[Opening Given records section]

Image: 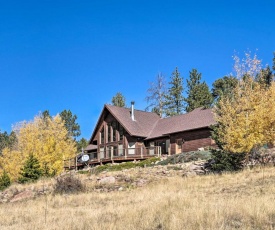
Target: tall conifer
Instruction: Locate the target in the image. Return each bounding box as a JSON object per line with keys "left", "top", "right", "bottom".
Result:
{"left": 164, "top": 67, "right": 184, "bottom": 117}
{"left": 184, "top": 69, "right": 213, "bottom": 112}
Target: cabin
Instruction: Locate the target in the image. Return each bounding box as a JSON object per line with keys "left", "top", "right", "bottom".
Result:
{"left": 74, "top": 102, "right": 216, "bottom": 168}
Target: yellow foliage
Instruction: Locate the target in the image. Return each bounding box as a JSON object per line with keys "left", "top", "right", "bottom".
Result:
{"left": 215, "top": 79, "right": 275, "bottom": 153}
{"left": 0, "top": 114, "right": 76, "bottom": 181}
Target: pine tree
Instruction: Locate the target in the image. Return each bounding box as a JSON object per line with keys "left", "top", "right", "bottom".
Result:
{"left": 0, "top": 131, "right": 17, "bottom": 155}
{"left": 0, "top": 171, "right": 11, "bottom": 191}
{"left": 60, "top": 110, "right": 81, "bottom": 139}
{"left": 164, "top": 67, "right": 184, "bottom": 116}
{"left": 76, "top": 138, "right": 88, "bottom": 152}
{"left": 256, "top": 66, "right": 274, "bottom": 88}
{"left": 18, "top": 153, "right": 42, "bottom": 184}
{"left": 185, "top": 69, "right": 213, "bottom": 112}
{"left": 212, "top": 76, "right": 238, "bottom": 101}
{"left": 111, "top": 92, "right": 126, "bottom": 107}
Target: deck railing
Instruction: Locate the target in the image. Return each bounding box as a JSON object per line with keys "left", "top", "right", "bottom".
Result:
{"left": 64, "top": 146, "right": 161, "bottom": 169}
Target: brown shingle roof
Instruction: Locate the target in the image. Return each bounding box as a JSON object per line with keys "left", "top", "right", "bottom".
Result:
{"left": 85, "top": 144, "right": 97, "bottom": 151}
{"left": 105, "top": 104, "right": 160, "bottom": 137}
{"left": 145, "top": 107, "right": 215, "bottom": 140}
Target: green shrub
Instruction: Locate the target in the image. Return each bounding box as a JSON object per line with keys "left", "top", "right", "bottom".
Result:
{"left": 157, "top": 151, "right": 211, "bottom": 165}
{"left": 210, "top": 149, "right": 245, "bottom": 172}
{"left": 0, "top": 171, "right": 11, "bottom": 191}
{"left": 18, "top": 153, "right": 43, "bottom": 184}
{"left": 54, "top": 174, "right": 85, "bottom": 194}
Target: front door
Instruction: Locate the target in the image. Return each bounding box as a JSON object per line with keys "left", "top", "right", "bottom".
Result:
{"left": 156, "top": 140, "right": 167, "bottom": 155}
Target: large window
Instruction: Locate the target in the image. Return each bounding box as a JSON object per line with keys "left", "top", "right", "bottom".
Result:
{"left": 118, "top": 123, "right": 124, "bottom": 141}
{"left": 113, "top": 145, "right": 118, "bottom": 156}
{"left": 107, "top": 146, "right": 112, "bottom": 158}
{"left": 107, "top": 123, "right": 111, "bottom": 143}
{"left": 100, "top": 128, "right": 104, "bottom": 144}
{"left": 112, "top": 121, "right": 117, "bottom": 142}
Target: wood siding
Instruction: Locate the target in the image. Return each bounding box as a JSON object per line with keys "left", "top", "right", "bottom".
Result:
{"left": 170, "top": 128, "right": 213, "bottom": 154}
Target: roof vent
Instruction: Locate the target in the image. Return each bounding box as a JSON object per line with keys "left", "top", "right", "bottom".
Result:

[Closing Given records section]

■ **Instructions for the task**:
Where a line in the listing above contains "roof", copy that line.

■ **Answer for the task**:
Target: brown shingle roof
Target: roof vent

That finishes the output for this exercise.